*Data:*
◆ ◆ ◆ ◆

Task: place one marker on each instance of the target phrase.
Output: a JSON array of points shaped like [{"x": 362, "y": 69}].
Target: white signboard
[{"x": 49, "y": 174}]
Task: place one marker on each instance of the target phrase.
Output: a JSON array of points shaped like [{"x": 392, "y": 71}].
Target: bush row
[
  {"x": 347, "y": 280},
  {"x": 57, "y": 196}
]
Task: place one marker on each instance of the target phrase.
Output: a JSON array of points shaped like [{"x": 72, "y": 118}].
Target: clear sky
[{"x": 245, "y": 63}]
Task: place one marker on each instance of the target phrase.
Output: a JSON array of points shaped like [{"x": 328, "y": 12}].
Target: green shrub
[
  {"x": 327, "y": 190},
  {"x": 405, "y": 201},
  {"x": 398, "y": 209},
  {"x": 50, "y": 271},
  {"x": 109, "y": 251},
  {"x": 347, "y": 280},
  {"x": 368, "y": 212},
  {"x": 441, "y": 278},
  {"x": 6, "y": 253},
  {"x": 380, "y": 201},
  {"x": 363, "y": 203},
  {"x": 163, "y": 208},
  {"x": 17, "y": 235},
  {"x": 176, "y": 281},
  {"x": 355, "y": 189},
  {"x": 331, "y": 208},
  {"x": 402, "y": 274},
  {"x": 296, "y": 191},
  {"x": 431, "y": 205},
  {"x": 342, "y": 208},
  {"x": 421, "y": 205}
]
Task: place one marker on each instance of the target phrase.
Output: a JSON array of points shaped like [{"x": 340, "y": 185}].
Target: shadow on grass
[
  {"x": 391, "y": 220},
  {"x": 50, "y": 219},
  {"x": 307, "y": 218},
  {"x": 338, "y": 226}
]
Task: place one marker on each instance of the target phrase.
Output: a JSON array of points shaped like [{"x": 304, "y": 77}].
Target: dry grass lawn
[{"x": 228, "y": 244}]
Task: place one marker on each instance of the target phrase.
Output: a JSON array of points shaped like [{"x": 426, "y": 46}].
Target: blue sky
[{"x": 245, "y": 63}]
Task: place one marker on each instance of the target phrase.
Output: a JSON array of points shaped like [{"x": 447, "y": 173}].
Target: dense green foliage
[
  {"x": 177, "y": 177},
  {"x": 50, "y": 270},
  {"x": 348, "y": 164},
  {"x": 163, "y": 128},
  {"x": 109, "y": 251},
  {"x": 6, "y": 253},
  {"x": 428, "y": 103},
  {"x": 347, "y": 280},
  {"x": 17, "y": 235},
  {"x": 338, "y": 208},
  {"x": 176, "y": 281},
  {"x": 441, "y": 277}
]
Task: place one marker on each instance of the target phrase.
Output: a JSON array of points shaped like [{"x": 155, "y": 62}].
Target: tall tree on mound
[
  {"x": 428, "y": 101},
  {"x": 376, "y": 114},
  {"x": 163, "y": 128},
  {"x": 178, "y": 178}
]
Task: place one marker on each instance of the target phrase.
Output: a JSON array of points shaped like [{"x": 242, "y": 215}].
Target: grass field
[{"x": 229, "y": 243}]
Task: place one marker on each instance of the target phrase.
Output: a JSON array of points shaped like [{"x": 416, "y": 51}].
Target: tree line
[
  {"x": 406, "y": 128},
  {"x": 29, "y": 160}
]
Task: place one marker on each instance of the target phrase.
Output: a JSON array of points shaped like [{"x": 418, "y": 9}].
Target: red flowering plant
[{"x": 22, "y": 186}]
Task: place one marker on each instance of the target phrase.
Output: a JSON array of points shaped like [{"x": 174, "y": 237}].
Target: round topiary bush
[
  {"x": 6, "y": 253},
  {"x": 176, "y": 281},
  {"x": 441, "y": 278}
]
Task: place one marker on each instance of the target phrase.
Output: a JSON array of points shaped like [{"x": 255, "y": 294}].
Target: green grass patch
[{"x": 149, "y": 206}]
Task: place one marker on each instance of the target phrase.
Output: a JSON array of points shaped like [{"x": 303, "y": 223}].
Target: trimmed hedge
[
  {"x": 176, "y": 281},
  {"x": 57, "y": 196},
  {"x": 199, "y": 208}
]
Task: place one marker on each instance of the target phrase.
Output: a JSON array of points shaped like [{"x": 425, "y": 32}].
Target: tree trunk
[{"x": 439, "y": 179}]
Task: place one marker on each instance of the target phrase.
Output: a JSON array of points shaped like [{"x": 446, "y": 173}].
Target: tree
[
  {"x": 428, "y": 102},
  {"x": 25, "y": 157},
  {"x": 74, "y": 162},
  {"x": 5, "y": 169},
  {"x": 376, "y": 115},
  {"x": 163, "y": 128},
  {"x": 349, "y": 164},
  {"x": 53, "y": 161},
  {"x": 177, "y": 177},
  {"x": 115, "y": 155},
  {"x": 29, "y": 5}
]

◆ ◆ ◆ ◆

*Problem statement:*
Repeat all entries. Match them exactly.

*Solution to the exercise:*
Task: place one marker on each instance of the target phrase.
Output: a JSON array of points shaped like [{"x": 362, "y": 69}].
Target: white signboard
[{"x": 49, "y": 174}]
Task: place one marker on each instance of the target phrase.
Output: a JSON array of points shaped like [{"x": 392, "y": 71}].
Target: bush row
[
  {"x": 347, "y": 280},
  {"x": 57, "y": 196}
]
Task: place one marker on each instance of the target phrase.
Output: a JSON array of points shaped like [{"x": 72, "y": 118}].
Target: clear sky
[{"x": 245, "y": 63}]
Task: place one marker on each instance of the target phrase.
Output: a JSON array of points shaped like [{"x": 328, "y": 12}].
Target: green shrub
[
  {"x": 327, "y": 190},
  {"x": 405, "y": 201},
  {"x": 398, "y": 209},
  {"x": 50, "y": 271},
  {"x": 109, "y": 251},
  {"x": 347, "y": 280},
  {"x": 368, "y": 212},
  {"x": 441, "y": 278},
  {"x": 6, "y": 253},
  {"x": 380, "y": 201},
  {"x": 363, "y": 203},
  {"x": 163, "y": 208},
  {"x": 17, "y": 235},
  {"x": 176, "y": 281},
  {"x": 355, "y": 189},
  {"x": 331, "y": 208},
  {"x": 402, "y": 274},
  {"x": 296, "y": 191},
  {"x": 431, "y": 205},
  {"x": 342, "y": 208},
  {"x": 421, "y": 205}
]
Task: place one marker on each instance of the target phrase.
Output: a JSON array of points shaped like [{"x": 340, "y": 185}].
Target: shadow on grass
[
  {"x": 391, "y": 220},
  {"x": 50, "y": 219},
  {"x": 307, "y": 218},
  {"x": 338, "y": 226}
]
Task: place one marker on each instance of the target phrase.
Output: a JSON array of points shaped like [{"x": 304, "y": 77}].
Target: dry grass lawn
[{"x": 228, "y": 244}]
Task: place one marker on each instance of the target phrase.
Output: a JSON array of points shaped like [{"x": 426, "y": 46}].
Target: blue sky
[{"x": 245, "y": 63}]
Task: place one marker on each instance of the target phrase.
Output: a JSON array of points shaped like [{"x": 447, "y": 173}].
Target: dense green foliage
[
  {"x": 177, "y": 177},
  {"x": 50, "y": 270},
  {"x": 348, "y": 164},
  {"x": 163, "y": 128},
  {"x": 109, "y": 251},
  {"x": 6, "y": 253},
  {"x": 428, "y": 103},
  {"x": 347, "y": 280},
  {"x": 17, "y": 235},
  {"x": 338, "y": 208},
  {"x": 176, "y": 281},
  {"x": 441, "y": 277}
]
Task: place one marker on each instance of the target phrase.
Output: a JSON array of points shaped like [{"x": 155, "y": 62}].
Target: tall tree on mound
[
  {"x": 428, "y": 101},
  {"x": 376, "y": 114},
  {"x": 163, "y": 128},
  {"x": 178, "y": 178}
]
Task: place one marker on each instance of the target phrase.
Output: a JSON array of points shaped like [{"x": 242, "y": 215}].
Target: grass field
[{"x": 229, "y": 243}]
Task: place one marker on each instance of the target phrase.
Output: a JSON array of points shaped like [{"x": 416, "y": 51}].
Target: tree line
[
  {"x": 406, "y": 128},
  {"x": 29, "y": 160}
]
Task: place one marker on each instance of the target phrase.
Output: a JSON array of points shaped like [{"x": 418, "y": 9}].
Target: red flowering plant
[{"x": 22, "y": 186}]
Task: place one marker on each instance of the target phrase.
Output: a JSON array of points shaped like [{"x": 174, "y": 237}].
Target: round topiary bush
[
  {"x": 6, "y": 253},
  {"x": 176, "y": 281},
  {"x": 441, "y": 278}
]
Task: place one marker on each instance of the target phrase.
Output: a JSON array of points shaped like [{"x": 255, "y": 294}].
Target: green grass patch
[{"x": 149, "y": 206}]
Task: place one marker on each instance of the target phrase.
Output: a JSON array of points shaped like [{"x": 303, "y": 223}].
Target: trimmed hedge
[
  {"x": 176, "y": 281},
  {"x": 57, "y": 196},
  {"x": 199, "y": 208}
]
Task: place one marker on each instance of the target phrase.
Output: a JSON array of points shaped like [{"x": 425, "y": 32}].
Target: tree trunk
[{"x": 439, "y": 179}]
Task: place one marker on each instance of the target phrase.
Output: a JSON array of points shaped like [{"x": 446, "y": 173}].
Target: tree
[
  {"x": 428, "y": 102},
  {"x": 25, "y": 157},
  {"x": 74, "y": 162},
  {"x": 5, "y": 169},
  {"x": 376, "y": 115},
  {"x": 163, "y": 128},
  {"x": 349, "y": 164},
  {"x": 53, "y": 161},
  {"x": 177, "y": 177},
  {"x": 115, "y": 155},
  {"x": 29, "y": 5}
]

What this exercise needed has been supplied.